● **TASKS TO PERFORM**
- 1) Transcribe the part of the forum discussion about skipping trivial combats that begins with "The rules are" and stops after "and move on.".
- 2) Go on with the forum discussion about skipping trivial combats, starting after its last sentence.

I see it as I've got the rest of my life for this, and as I expect to live a good long while yet I know there'll always be many more sessions in which to do what wasn't done in this one.
 

The rules are rulings OVER rules. Why waste the time of the players on a non-battle battle? A corner case scenario where the PCs are low on hit points and resources in the middle of a city is just that, a corner case. It could and should be ruled differently. Generally, though, the DM should just narrate the speedbump victory and move on.
I disagree; particularly in systems where any combat no matter how trivial can potentially result in broken gear, significant injury, and so forth.

In 5e it's not as big a deal - there's no real mechanics for gear breakage, and any damage you take is pretty much recovered overnight - but in grittier systems where gear isn't evergreen and hit points and-or healing are scarce resources, even the most banal of combats needs to be played out in full.

Further - and this applies to 5e as well - depending how long it lasts and-or how much noise it creates a supposedly-trivial combat like the Kobolds-in-the-alley example could very easily be the start of a one-thing-leads-to-the-next escalating catastrophe that ends with three PCs in jail, two more PCs hiding in fear for their lives, several local constables dead or injured (along with the Kobolds and maybe a few innocent passers-by), and a couple of buildings on fire......
 

I disagree; particularly in systems where any combat no matter how trivial can potentially result in broken gear, significant injury, and so forth.
A level 12 group against 7 kobolds isn't going to result in any of that.
In 5e it's not as big a deal - there's no real mechanics for gear breakage, and any damage you take is pretty much recovered overnight - but in grittier systems where gear isn't evergreen and hit points and-or healing are scarce resources, even the most banal of combats needs to be played out in full.
In grittier systems, sure. But you have to add in those systems which alters things. I'm talking from a standard rules position.
Further - and this applies to 5e as well - depending how long it lasts and-or how much noise it creates a supposedly-trivial combat like the Kobolds-in-the-alley example could very easily be the start of a one-thing-leads-to-the-next escalating catastrophe that ends with three PCs in jail, two more PCs hiding in fear for their lives, several local constables dead or injured (along with the Kobolds and maybe a few innocent passers-by), and a couple of buildings on fire......
Ahh, but that can happen even if combat is glossed over due to it being trivial. We don't have to roll it out in order for the noise to happen and repercussions to come.

● **DATA**
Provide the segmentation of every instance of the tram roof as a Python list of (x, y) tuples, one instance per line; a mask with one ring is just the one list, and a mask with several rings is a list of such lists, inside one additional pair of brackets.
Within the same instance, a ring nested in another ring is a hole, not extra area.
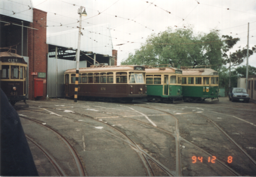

● **RESULTS IN ORDER**
- 1)
The rules are rulings OVER rules. Why waste the time of the players on a non-battle battle? A corner case scenario where the PCs are low on hit points and resources in the middle of a city is just that, a corner case. It could and should be ruled differently. Generally, though, the DM should just narrate the speedbump victory and move on.

- 2)
 

I don’t believe random encounter rolls are just gambles.

The player doesn’t know the odds, the stakes, or the rewards. If its anything it’s blind, and therefore meaningless.
This is the issue with wandering monster tables. Typically players have no idea what is on the table, or even what the chance of an encounter is.
The premise of classic D&D is that players do know the odds (1 in 6 every two or three turns, depending on which version of the rules you're using), do know the stakes (at least in Moldvay Basic, it is assumed that players read the whole book (except the sample dungeon, unless they're GMing it) wich includes the encounter tables; in AD&D the players are not assumed to know the charts but are assumed to know that there are charts corresponding to 10 levels of monsters with a greater chance of higher-leve monsters the deeper in the dungeon you are), and do know the rewards - wandering monsters are notorious for carrying little or no treasure and therefore are largely an obTstacle to successfully exiting the dungeon with the loot already collected.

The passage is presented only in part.